··· RECORD EXTRACTS ···

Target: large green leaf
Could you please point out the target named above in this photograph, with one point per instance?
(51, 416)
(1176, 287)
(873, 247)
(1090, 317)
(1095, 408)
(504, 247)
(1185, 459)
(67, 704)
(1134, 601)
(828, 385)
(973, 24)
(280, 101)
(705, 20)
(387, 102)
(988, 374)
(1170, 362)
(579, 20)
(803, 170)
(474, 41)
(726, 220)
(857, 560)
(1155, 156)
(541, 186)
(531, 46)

···

TASK TO COMPLETE: Your task is to restate the material above word for word.

OUTPUT:
Target: large green leaf
Could you please point out the target named above in this photograph, with one point per instance?
(51, 416)
(1176, 287)
(873, 247)
(1090, 317)
(1095, 408)
(504, 247)
(1185, 459)
(67, 704)
(1134, 601)
(828, 385)
(973, 24)
(280, 101)
(705, 20)
(387, 102)
(988, 374)
(1170, 362)
(579, 20)
(803, 170)
(474, 41)
(726, 220)
(857, 560)
(1155, 156)
(541, 186)
(531, 46)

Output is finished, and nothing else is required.